## How to complete this task
The records below should be written out again, exactly.

** Opening Material for the task block **

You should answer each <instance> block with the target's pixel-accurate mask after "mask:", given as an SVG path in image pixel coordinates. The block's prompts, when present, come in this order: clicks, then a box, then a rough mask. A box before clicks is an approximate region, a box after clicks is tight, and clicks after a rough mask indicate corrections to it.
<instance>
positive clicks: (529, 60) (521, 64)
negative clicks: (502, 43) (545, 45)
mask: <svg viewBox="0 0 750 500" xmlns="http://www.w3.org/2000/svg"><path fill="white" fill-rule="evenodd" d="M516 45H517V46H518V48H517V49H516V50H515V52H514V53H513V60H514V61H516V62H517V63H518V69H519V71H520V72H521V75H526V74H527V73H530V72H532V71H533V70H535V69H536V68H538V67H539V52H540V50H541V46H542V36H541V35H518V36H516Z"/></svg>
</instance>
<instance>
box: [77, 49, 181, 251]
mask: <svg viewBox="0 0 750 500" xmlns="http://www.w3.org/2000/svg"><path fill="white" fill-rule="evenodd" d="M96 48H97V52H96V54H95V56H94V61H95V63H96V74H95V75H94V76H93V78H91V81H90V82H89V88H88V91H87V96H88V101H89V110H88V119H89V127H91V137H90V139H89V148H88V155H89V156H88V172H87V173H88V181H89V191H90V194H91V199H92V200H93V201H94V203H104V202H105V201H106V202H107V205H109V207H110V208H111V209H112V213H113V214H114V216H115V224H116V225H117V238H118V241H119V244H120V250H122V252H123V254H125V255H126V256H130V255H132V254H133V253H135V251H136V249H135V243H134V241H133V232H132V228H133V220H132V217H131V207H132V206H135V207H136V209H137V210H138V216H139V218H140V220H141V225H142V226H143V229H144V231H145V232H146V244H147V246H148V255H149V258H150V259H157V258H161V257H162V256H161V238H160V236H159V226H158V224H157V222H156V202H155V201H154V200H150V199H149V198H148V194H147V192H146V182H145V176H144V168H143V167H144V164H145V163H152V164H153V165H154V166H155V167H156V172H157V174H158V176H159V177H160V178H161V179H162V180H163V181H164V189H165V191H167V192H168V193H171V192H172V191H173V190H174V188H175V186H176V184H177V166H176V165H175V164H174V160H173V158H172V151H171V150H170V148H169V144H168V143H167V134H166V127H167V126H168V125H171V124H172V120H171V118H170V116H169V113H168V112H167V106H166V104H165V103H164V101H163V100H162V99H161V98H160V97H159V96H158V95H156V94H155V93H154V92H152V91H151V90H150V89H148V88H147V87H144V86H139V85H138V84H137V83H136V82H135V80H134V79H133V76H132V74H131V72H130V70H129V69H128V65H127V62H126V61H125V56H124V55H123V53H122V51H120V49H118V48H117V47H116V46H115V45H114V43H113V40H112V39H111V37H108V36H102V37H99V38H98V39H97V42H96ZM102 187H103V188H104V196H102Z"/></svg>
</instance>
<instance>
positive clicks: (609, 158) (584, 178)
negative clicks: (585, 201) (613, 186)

** Closing Material for the task block **

## Task answer
You should answer each <instance> block with the target's pixel-accurate mask after "mask:", given as an SVG path in image pixel coordinates. The block's prompts, when present, come in this order: clicks, then a box, then a rough mask. A box before clicks is an approximate region, a box after clicks is tight, and clicks after a rough mask indicate corrections to it.
<instance>
positive clicks: (529, 60) (521, 64)
negative clicks: (502, 43) (545, 45)
mask: <svg viewBox="0 0 750 500" xmlns="http://www.w3.org/2000/svg"><path fill="white" fill-rule="evenodd" d="M516 45H517V46H518V48H517V49H516V50H515V52H514V53H513V60H514V61H516V62H517V63H518V69H519V71H520V72H521V75H526V74H527V73H530V72H532V71H533V70H535V69H536V68H538V67H539V52H540V50H541V46H542V36H541V35H518V36H516Z"/></svg>
</instance>
<instance>
box: [77, 49, 181, 251]
mask: <svg viewBox="0 0 750 500" xmlns="http://www.w3.org/2000/svg"><path fill="white" fill-rule="evenodd" d="M96 48H97V52H96V54H95V56H94V61H95V63H96V74H95V75H94V76H93V78H91V81H90V82H89V88H88V91H87V96H88V101H89V110H88V119H89V127H91V137H90V139H89V148H88V155H89V156H88V172H87V173H88V181H89V191H90V194H91V199H92V200H93V201H94V203H104V202H105V201H106V202H107V205H109V207H110V208H111V209H112V213H113V214H114V216H115V224H116V225H117V238H118V241H119V244H120V250H122V252H123V254H125V255H126V256H130V255H132V254H133V253H135V251H136V249H135V243H134V241H133V232H132V228H133V220H132V217H131V207H132V206H135V207H136V209H137V210H138V216H139V218H140V220H141V225H142V226H143V229H144V231H145V232H146V244H147V246H148V255H149V258H150V259H157V258H161V257H162V256H161V238H160V236H159V226H158V224H157V222H156V202H155V201H154V200H150V199H149V198H148V194H147V192H146V182H145V176H144V168H143V167H144V164H145V163H152V164H153V165H154V166H155V167H156V172H157V174H158V176H159V177H160V178H161V179H162V180H163V181H164V189H165V191H167V192H168V193H171V192H172V191H173V190H174V188H175V186H176V184H177V166H176V165H175V164H174V160H173V158H172V151H171V150H170V148H169V144H168V143H167V134H166V127H167V126H168V125H171V124H172V120H171V118H170V116H169V113H168V112H167V106H166V104H165V103H164V101H163V100H162V99H161V98H160V97H159V96H158V95H156V94H155V93H154V92H152V91H151V90H150V89H148V88H147V87H144V86H139V85H138V84H137V83H136V82H135V80H134V79H133V76H132V74H131V72H130V70H129V69H128V65H127V62H126V61H125V56H124V55H123V53H122V51H120V49H118V48H117V47H116V46H115V45H114V43H113V40H112V39H111V37H108V36H102V37H99V38H98V39H97V42H96ZM102 187H103V188H104V196H102Z"/></svg>
</instance>
<instance>
positive clicks: (609, 158) (584, 178)
negative clicks: (585, 201) (613, 186)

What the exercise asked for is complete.